EXERCISE 1:
Copy the lines in the records below, from the line containing "Exercise. Identify the paved" through the line containing "Exercise. Identify the person holding", inclusive, keeping every character unchanged.
*** SOURCE PASSAGE
Overall first impression and taking it apart.


The car on my driveway as arrived


As mentioned, since in Australia they drive on the wrong side of the road, here is what the interior looks like. The 12V auxiliary battery was disconnected for the long journey. I charged it up, connected it back, and turned on the key. The dash lit up, radio showed some Hebrew characters on its display, SOC meter showed about 15% of the traction battery capacity, but the main contactors did not engage. A bit disappointing, but not very surprising. The only inconvenience this had caused was that I can't roll it in and out of garage under its own power. I could take apart charging inlet and attempt to charge traction pack with onboard NLG513 (this was trivial for me to figure out), but with no traction there was no point.
******
EXERCISE 2:
Write the next part of the account of the imported electric car, starting right after its last sentence.
*** RECORDS TO PROCESS
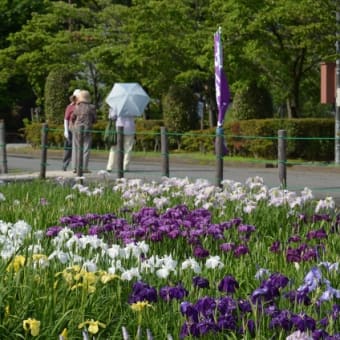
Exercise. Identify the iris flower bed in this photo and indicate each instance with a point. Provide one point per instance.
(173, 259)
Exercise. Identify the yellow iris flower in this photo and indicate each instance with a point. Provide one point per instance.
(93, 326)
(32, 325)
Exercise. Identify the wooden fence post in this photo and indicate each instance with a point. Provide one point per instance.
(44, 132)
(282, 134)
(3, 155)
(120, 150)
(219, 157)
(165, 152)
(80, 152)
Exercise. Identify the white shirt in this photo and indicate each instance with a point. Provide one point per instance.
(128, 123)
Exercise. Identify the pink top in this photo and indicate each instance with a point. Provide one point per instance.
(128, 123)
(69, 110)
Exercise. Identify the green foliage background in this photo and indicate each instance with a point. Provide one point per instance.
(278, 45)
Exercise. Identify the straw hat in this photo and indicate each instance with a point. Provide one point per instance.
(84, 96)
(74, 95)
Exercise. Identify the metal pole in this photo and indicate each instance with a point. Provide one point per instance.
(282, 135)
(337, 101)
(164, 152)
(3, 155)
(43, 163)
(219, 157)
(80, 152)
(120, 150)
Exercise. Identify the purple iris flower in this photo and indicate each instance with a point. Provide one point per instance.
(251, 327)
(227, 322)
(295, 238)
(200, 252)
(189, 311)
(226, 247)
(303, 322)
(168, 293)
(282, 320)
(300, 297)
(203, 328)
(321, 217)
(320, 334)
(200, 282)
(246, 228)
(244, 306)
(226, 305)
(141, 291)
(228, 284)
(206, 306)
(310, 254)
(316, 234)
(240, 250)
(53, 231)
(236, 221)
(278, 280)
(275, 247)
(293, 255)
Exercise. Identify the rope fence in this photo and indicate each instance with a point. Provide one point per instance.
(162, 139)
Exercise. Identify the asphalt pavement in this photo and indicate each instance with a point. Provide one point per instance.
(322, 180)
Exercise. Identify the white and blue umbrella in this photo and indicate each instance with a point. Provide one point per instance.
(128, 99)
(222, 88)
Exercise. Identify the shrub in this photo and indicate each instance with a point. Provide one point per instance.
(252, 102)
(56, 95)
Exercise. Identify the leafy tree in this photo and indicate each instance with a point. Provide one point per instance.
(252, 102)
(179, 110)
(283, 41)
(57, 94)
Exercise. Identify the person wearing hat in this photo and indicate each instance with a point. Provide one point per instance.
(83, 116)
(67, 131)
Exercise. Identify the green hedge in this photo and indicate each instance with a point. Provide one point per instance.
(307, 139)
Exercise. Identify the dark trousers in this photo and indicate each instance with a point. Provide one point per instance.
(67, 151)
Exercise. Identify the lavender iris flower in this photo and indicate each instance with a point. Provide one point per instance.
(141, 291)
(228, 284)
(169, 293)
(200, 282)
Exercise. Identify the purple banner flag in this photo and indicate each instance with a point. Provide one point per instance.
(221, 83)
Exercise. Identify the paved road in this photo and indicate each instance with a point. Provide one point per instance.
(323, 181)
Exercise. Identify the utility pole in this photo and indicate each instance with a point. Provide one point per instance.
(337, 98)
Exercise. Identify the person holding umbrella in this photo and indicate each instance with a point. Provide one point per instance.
******
*** RECORDS TO PROCESS
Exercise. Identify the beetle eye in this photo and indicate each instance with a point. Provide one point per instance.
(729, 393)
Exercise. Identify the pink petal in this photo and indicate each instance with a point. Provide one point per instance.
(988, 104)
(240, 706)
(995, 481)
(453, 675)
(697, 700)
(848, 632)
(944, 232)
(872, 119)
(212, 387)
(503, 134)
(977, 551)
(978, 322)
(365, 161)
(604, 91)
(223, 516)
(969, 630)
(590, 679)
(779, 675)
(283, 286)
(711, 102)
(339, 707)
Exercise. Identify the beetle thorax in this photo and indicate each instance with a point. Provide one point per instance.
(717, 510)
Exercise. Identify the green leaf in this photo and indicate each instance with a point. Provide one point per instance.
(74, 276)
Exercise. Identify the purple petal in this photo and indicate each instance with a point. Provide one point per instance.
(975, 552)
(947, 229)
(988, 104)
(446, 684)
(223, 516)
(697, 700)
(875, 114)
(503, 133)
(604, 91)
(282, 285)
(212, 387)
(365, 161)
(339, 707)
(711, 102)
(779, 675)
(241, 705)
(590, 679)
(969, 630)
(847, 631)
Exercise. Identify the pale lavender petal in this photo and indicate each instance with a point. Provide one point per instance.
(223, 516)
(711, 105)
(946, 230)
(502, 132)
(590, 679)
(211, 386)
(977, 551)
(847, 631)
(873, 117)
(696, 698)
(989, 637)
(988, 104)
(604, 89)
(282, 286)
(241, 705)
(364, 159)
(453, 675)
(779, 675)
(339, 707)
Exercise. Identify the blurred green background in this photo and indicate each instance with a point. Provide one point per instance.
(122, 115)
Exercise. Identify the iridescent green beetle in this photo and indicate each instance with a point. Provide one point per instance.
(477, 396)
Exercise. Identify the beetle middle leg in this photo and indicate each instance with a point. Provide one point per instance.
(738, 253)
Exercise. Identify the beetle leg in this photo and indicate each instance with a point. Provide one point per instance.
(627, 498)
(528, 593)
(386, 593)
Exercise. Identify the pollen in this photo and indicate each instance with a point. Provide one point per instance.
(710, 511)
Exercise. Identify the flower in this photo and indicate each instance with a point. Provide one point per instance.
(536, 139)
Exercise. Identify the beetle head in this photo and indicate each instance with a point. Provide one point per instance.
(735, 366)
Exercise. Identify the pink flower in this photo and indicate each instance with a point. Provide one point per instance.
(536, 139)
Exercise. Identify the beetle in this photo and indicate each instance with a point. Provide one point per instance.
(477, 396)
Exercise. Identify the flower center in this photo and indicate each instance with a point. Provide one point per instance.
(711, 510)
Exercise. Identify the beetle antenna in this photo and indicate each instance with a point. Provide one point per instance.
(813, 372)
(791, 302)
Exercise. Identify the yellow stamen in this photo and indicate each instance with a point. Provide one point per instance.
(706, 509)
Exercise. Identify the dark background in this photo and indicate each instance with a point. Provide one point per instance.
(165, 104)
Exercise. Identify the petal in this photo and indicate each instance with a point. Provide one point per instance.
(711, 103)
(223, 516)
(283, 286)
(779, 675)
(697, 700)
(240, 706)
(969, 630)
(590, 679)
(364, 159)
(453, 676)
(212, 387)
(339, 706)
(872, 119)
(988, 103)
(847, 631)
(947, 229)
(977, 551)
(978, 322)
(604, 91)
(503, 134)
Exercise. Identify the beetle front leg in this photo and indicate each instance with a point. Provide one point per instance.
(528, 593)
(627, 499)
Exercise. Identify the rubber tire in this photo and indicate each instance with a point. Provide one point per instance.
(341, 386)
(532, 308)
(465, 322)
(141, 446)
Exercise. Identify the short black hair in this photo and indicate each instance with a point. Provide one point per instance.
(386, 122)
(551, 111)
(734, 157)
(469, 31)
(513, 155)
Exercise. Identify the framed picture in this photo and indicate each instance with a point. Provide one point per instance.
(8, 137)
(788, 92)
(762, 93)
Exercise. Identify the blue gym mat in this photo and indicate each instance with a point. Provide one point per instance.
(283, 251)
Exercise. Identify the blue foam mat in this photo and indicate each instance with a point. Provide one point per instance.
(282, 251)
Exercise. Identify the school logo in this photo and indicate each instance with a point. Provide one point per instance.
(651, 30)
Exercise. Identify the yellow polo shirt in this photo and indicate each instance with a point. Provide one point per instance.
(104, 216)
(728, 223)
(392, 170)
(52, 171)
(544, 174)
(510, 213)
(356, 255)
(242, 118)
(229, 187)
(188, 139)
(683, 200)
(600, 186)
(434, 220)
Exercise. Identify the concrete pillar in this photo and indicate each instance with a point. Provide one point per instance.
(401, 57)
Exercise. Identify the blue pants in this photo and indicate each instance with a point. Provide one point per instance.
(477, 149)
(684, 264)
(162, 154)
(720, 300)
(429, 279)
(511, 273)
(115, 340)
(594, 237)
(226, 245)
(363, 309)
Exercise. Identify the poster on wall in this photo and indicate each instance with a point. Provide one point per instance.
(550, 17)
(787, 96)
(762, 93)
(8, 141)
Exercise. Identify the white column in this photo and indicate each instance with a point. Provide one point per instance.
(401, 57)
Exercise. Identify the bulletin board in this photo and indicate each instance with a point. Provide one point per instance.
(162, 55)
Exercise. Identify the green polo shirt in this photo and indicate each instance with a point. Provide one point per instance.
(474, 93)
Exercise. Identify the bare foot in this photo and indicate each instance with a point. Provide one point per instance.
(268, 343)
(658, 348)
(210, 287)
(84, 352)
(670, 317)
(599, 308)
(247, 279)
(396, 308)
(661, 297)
******
RESULT 1:
Exercise. Identify the paved road in this photo and indicate each instance with a point. Provide one point per instance.
(323, 181)
Exercise. Identify the utility pole in this photo and indicate each instance with a point. Provide one point per instance.
(337, 98)
Exercise. Identify the person holding umbrella in this photo and indicate each instance with a point. Provide one point per instance.

RESULT 2:
Closer inspection revealed "usual suspects" as main components: - UQM 450 AC drive, BRUSA NLG513-SA charger, MES 400-1000 DC/DC converter, MES 70/6E vacuum pump, MES RM4 water heater and Bosch water pump. Interestingly - except for the AC drive, my business sells all these components to the conversion market. Which reinforced my sense that these components used by OEM are the most sensible selection for well engineered for mass production EV. But the battery swapping mechanism was new to me and it is unique to this vehicle. So I raised it to find out how exactly battery swapping system was designed.


I must say this is quite amazing piece of engineering. From what it looks like, it was quite an expensive system. No wonder that this vehicle turn out cost far more than it was anticipated.


Basically a cam system around the car, activated from single location on the left side, is linked using shafts and U-joints to four large claws that grab the pack by its corners and hold it underneath the car. The pack is guided in and out by two large alignment pins sliding into a mating tubes mounted up front to the body.


Here is close up photo of one of the claws open. The battery can be unsnapped in about 15-20 seconds with this ingenious mechanism. All I had to do is to crank the actuator (worm drive) head, seen on the photo above this one.


Guiding alignment pins welded to the the machined aluminum battery tray. Entire tray has grooves and battery modules attachment features CNC milled in it. Quite a work of art. Massive steel claw on top is also visible.


Close up of the battery tray. The alignment guide and the bracket with retaining pin.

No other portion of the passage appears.